Exercise brief: All records that follow are to be output exactly.

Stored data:
○ ○ ○ ○ ○ ○ ○

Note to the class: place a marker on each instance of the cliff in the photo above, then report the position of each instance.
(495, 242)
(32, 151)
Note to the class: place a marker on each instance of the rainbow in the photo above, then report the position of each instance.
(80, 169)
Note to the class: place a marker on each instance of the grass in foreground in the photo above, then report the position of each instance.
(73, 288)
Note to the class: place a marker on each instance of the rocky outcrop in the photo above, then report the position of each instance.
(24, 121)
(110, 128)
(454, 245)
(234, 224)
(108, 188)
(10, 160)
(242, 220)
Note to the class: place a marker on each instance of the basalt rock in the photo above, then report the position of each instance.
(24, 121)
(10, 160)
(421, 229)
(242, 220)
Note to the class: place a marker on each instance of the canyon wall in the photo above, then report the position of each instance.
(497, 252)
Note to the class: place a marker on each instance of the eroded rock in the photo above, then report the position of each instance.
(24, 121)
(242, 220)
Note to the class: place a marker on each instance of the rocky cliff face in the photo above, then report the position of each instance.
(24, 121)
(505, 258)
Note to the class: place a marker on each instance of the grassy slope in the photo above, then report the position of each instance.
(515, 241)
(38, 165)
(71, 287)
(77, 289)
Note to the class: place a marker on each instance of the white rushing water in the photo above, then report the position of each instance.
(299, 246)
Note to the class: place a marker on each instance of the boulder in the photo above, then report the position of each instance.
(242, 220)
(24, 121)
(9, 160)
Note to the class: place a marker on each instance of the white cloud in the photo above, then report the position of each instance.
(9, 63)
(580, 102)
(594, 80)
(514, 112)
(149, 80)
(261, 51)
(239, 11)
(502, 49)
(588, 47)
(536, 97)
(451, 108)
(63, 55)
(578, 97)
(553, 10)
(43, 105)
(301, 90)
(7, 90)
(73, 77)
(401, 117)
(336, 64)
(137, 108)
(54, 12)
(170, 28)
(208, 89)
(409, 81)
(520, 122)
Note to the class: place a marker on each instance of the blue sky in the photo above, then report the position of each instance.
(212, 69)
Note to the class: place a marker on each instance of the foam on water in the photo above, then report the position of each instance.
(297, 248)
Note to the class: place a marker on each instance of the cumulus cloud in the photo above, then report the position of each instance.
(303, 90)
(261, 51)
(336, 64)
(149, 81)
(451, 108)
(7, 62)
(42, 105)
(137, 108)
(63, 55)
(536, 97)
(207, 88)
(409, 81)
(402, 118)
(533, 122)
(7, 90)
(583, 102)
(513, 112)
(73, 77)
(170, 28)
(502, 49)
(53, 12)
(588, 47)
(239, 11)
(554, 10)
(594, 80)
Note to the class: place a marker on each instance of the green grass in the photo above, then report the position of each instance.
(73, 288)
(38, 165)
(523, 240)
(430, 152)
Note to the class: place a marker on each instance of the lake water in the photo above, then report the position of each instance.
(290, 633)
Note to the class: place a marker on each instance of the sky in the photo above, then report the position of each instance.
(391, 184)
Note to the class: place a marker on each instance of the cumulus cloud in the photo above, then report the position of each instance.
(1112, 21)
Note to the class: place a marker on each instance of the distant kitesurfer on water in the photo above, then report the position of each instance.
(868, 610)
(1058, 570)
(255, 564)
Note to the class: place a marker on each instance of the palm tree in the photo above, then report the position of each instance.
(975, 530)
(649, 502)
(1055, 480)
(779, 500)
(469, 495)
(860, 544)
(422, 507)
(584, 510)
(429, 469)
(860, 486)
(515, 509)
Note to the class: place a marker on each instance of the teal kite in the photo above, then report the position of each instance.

○ ○ ○ ○ ○ ○ ○

Reply to the task:
Note to the class: place a marker on each instance of the cliff in the photo above, then report the position of each instance.
(495, 242)
(32, 151)
Note to the class: place a marker on each instance of the rainbow in the photo above, then report the position of each instance.
(80, 169)
Note to the class: place a marker on each instance of the grass in foreground in the photo above, then report the position of each instance.
(73, 288)
Note to the class: place a marker on each instance of the rocky outcrop in the photo above, then report the position of each instance.
(24, 121)
(110, 128)
(454, 245)
(234, 224)
(108, 188)
(10, 160)
(242, 220)
Note to the class: place a marker on each instance of the basalt rock in the photo above, then report the position of each instance.
(24, 121)
(10, 160)
(421, 229)
(242, 220)
Note to the class: place a marker on each instance of the canyon wall in the photo above, then report the position of each instance.
(497, 252)
Note to the class: place a marker on each instance of the eroded rock in the photo above, then report the position of each instance.
(24, 121)
(242, 220)
Note to the class: place a marker on each instance of the rocky cliff face in the photo above, then report the position of each instance.
(24, 121)
(505, 258)
Note to the class: place a marker on each instance of the grassy slope in the photo above, then report the position of each instance.
(515, 241)
(38, 165)
(71, 287)
(77, 289)
Note to the class: place a marker on each instance of the white rushing water in the photo above, then report the position of each instance.
(299, 246)
Note to the class: place a marker on each instance of the boulder in the photo above, then report the position of each instance.
(242, 220)
(24, 121)
(9, 160)
Note to the class: place a marker on each instance of the white cloud in the photo above, then report the position of each instance.
(9, 63)
(580, 102)
(594, 80)
(514, 112)
(149, 80)
(261, 51)
(239, 11)
(502, 49)
(588, 47)
(536, 97)
(451, 108)
(63, 55)
(578, 97)
(553, 10)
(43, 105)
(301, 90)
(7, 90)
(73, 77)
(401, 117)
(336, 64)
(137, 108)
(54, 12)
(170, 28)
(208, 89)
(409, 81)
(520, 122)
Note to the class: place a marker on each instance of the blue sky in the photo above, then report the position of each instance.
(212, 69)
Note to the class: place a marker on each instance of the foam on water in the photo above, then report the position of each instance.
(297, 248)
Note to the class: place a marker on each instance of the cumulus cloud in the photo above, then report the position of each instance.
(303, 90)
(261, 51)
(336, 64)
(149, 81)
(451, 108)
(7, 62)
(42, 105)
(137, 108)
(63, 55)
(536, 97)
(207, 88)
(409, 81)
(402, 118)
(533, 122)
(7, 90)
(583, 102)
(513, 112)
(73, 77)
(170, 28)
(502, 49)
(53, 12)
(588, 47)
(239, 11)
(554, 10)
(594, 80)
Note to the class: place a marker on each instance of the green grass in the photo above, then report the position of each instance.
(73, 288)
(38, 165)
(523, 240)
(430, 152)
Note to the class: place a marker on each instance of the lake water in the photo above, then report the position of each instance.
(290, 633)
Note to the class: place a marker on each instance of the sky in the photo above, then report the position of each instance.
(391, 184)
Note to the class: place a marker on each instance of the cumulus cloud in the photo above, then report the position of each instance.
(1112, 21)
Note to the class: place a marker on each instance of the distant kitesurfer on water in the photo above, then report the position of each instance.
(868, 610)
(1058, 570)
(255, 564)
Note to the class: place a marker on each instance of the palm tree in the photo above, then report the position of each instance.
(975, 530)
(649, 502)
(1055, 480)
(779, 500)
(469, 495)
(860, 544)
(422, 507)
(584, 510)
(429, 469)
(860, 486)
(515, 509)
Note to the class: place a marker on each instance of the teal kite in the photo above, then report the position of each instance.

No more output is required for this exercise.